Exercise objective: Continue the passage about recovering missing observer data on election day, starting after its last sentence.

Source text:
------------------------------------------------

The dotted lines in Figure 7-3 indicate the calls from the data recovery unit to the back-up private telephones and to the regional coordinators. The process of data recovery is a continuous one throughout election day. The sample clearance unit has the task of identifying missing data points and alerting the data recovery unit to the possibility that data may be missing for an entire province or state. These patterns require immediate attention because they suggest that there is a systemic problem in data retrieval. There may have been a breakdown in the observation communications system, or they could indicate a substantial and regionally specific problem in the administration of the election. Either way, the task of the data recovery unit is to determine the source of the problem and to alert the leadership about the scope and scale of any such problem. This information also has to be relayed to the analysis unit so that analysts are aware that possible adjustments may have to be made in the weighting of the data for the final report.
Evidence of data retrieval problems usually becomes apparent after observers have completed the task of reporting the Form 1 data, the first qualitative reports that observers call in immediately after the first voter at a polling station has cast a ballot.5 These Form 1 reports provide an early indication of where the observation effort is working and where it is not. The tasks of the data recovery unit are, first, to determine why there are the missing data points in the Form 1 phase of the observation, and second, to develop a strategy for reducing the missing data points for the crucial vote data that are reported in the second phase of the observation. It might be that data are missing from a sample point in phase 1 because an observer has fallen ill. Another possibility is that the observer’s cell phone batteries have gone dead. An observer may have been intimidated or refused entrance to the polling station by a poorly informed polling station official. Once the reason for the missing data point has been established, the regional coordinators can take steps to make sure that the problem is solved by the time that Form 2 quick count data are due to be collected. These corrective steps may entail assigning a back-up observer to the polling station, providing the observer with a new battery, or informing election officials to follow procedures to ensure that all observers are admitted to polling stations as entitled. Efforts to minimize missing data are vital because they increase the effective sample size and so reduce the margins of error in the vote count projection.

------------------------------------------------

Raw data:
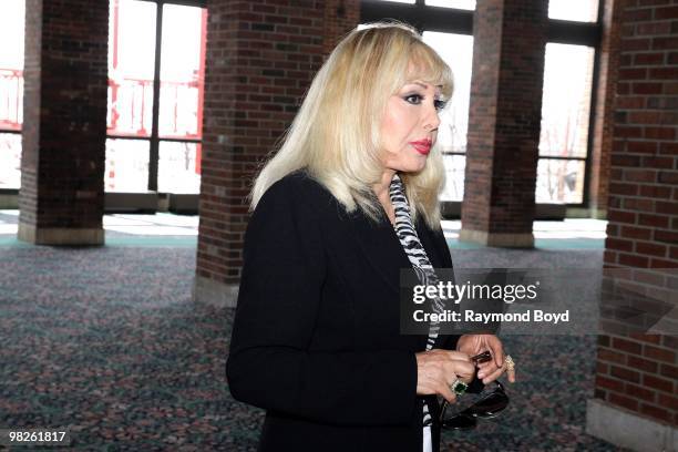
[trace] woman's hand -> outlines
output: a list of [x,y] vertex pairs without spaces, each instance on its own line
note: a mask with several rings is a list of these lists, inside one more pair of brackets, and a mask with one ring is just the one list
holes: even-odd
[[506,372],[508,381],[515,383],[515,369],[507,370],[504,366],[504,347],[494,335],[464,335],[456,342],[456,350],[469,356],[475,356],[489,350],[492,360],[477,364],[477,378],[487,384]]
[[433,349],[415,356],[419,396],[440,394],[453,403],[456,396],[450,384],[458,379],[470,383],[475,374],[475,366],[469,355],[463,352]]

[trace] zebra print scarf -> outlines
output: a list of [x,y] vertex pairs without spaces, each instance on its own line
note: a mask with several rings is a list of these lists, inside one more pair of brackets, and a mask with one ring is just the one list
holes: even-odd
[[[419,281],[422,285],[436,285],[438,277],[435,276],[433,266],[429,260],[429,256],[427,256],[427,250],[419,240],[417,229],[414,229],[414,225],[412,224],[412,217],[410,216],[410,205],[408,204],[408,198],[404,194],[404,186],[398,174],[393,175],[391,185],[389,187],[389,195],[391,198],[391,204],[393,205],[393,208],[396,210],[396,234],[400,239],[402,248],[408,255],[408,259],[410,259],[410,264],[412,264],[412,268],[414,269]],[[444,311],[444,305],[442,300],[440,300],[440,298],[433,299],[433,311]],[[433,348],[439,331],[439,322],[429,323],[429,339],[427,340],[427,351]],[[427,425],[431,421],[431,414],[429,411],[428,403],[424,403],[423,405],[423,422],[424,425]]]

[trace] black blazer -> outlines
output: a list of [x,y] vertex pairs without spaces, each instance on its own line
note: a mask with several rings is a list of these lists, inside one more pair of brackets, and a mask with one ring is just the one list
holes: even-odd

------------------------------------------------

Result:
When the data recovery team recovers data for these missing sample points, the unit relays the new information directly to the data entry unit. As the recovered data are entered, they are cleared through the database, and they are automatically routed into statistical analysis and the sample clearance unit. This same procedure is replicated for each and every missing data point.
STATISTICAL ANALYSIS OF QUICK COUNT DATA
Analyzing quick count data is part art and part science. Certainly, the foundations—the sampling and the calculations of the margins of error—are grounded in pure science. But there are judgments to be made at several steps in the process of arriving at a final characterization about election-day processes. Observation data accumulate fairly rapidly on election day. It is not unusual to have as much as 30 percent of the total sample collected and digitized within 90 minutes of the opening of the polls. And as much as 65 percent of the total expected data may be available for analysis within as little as two and a half hours of the polls closing. After the digital entry of the data, the data are usually stored in a simple data file.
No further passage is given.